:: Given exercise ::
Return every line of the data below unchanged.

──────

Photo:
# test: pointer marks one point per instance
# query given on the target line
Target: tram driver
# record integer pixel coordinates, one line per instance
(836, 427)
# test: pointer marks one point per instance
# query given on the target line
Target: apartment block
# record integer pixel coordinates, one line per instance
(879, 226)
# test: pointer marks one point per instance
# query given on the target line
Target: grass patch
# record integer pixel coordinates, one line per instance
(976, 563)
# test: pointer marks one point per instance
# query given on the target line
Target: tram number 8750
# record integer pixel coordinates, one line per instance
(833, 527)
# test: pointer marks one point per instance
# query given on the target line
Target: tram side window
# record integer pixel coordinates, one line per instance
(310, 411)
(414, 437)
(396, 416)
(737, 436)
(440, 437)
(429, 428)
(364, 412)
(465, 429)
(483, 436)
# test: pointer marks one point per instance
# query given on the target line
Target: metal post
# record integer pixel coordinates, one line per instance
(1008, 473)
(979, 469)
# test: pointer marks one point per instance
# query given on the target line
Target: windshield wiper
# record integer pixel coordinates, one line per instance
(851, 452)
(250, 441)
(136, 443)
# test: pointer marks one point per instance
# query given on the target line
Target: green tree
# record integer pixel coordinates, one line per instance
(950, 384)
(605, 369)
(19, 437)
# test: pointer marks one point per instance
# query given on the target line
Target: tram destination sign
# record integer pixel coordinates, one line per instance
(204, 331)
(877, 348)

──────

:: Solution to the problem ::
Photo:
# test: pointer marks one point per instance
# query given on the target line
Target: tram driver
# record integer pixel coordinates, one line per instance
(836, 427)
# test: pointer marks one point per instance
# query given on the target line
Target: apartment block
# record integer pixel coordinates, one line per instance
(879, 226)
# test: pointer marks one point per instance
# query given on the target line
Target: grass patch
# record integer pixel coordinates, one line per instance
(976, 563)
# test: pointer marks one point per instance
# query given on the target line
Target: tram number 8750
# record integer pixel coordinates, one line per instance
(833, 527)
# test: pointer marks one point per instance
# query given on the target line
Target: tram side window
# record integer pixel coordinates, one line per instance
(310, 411)
(414, 437)
(396, 416)
(737, 436)
(440, 437)
(429, 428)
(364, 412)
(465, 429)
(483, 436)
# test: pointer marks one point per instance
# query given on the target line
Target: metal post
# record integer pixel coordinates, one line per instance
(1008, 473)
(979, 469)
# test: pointer marks one point per instance
# query given on the target line
Target: windshield wiper
# record integer pixel coordinates, one line per instance
(851, 452)
(250, 441)
(136, 443)
# test: pointer marks one point per instance
# query given on the target line
Target: green tree
# record integer pixel coordinates, one line per instance
(950, 384)
(605, 369)
(19, 437)
# test: pointer marks one point per instance
# query given on the target line
Target: tram destination sign
# record integer pixel coordinates, one line per instance
(204, 331)
(877, 348)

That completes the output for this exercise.